Detection annotation records:
################

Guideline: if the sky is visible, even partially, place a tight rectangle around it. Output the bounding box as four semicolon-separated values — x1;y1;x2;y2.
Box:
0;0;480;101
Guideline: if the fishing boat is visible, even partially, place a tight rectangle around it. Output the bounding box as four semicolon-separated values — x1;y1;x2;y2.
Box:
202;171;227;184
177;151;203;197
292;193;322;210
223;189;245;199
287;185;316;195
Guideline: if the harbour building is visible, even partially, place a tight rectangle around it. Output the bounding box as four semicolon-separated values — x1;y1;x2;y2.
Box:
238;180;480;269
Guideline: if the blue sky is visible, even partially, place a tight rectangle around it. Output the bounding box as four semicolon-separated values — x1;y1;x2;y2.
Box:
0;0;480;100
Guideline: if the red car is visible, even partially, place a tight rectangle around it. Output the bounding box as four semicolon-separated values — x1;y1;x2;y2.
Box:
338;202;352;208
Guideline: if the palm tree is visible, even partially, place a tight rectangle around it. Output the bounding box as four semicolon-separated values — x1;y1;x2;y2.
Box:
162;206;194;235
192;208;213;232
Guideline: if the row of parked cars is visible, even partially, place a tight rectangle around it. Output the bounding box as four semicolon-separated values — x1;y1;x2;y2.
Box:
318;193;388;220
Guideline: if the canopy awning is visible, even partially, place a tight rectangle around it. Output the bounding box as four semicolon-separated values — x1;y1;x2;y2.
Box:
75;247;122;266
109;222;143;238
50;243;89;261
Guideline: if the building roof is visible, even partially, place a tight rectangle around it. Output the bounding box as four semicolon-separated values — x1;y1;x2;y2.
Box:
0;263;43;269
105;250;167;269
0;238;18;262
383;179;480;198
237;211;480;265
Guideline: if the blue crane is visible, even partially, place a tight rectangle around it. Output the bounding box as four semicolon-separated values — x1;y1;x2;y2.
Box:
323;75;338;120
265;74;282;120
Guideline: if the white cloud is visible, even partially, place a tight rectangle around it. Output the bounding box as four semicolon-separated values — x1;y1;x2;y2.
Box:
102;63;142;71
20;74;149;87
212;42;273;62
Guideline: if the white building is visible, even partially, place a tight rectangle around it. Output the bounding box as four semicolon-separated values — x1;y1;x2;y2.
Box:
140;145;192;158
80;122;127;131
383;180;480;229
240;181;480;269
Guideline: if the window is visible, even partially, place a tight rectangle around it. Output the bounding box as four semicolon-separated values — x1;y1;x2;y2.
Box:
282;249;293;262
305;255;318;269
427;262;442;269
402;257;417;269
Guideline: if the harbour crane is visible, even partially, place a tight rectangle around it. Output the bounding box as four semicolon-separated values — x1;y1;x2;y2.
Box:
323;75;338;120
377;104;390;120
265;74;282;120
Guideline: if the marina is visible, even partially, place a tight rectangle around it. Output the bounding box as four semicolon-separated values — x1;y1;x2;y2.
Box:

################

**INSTRUCTIONS FOR THE TASK:** Copy the items between the line containing "Guideline: if the red" and the line containing "318;193;388;220", inclusive, reproducing each line precisely.

**FINAL RESULT:**
Guideline: if the red car is visible, even partially, place a tight rectangle around it. Output the bounding box as four semicolon-separated values — x1;y1;x2;y2.
Box:
338;202;352;208
Guideline: if the palm tree is visible, even partially, place a tight rectangle around it. Output the bounding box as four semicolon-separated values — x1;y1;x2;y2.
Box:
162;206;194;235
192;208;213;232
Guideline: if the row of parked cars is visible, even partially, place a tight rectangle around it. Output the bounding box as four semicolon-separated values — x1;y1;x2;y2.
Box:
318;193;388;220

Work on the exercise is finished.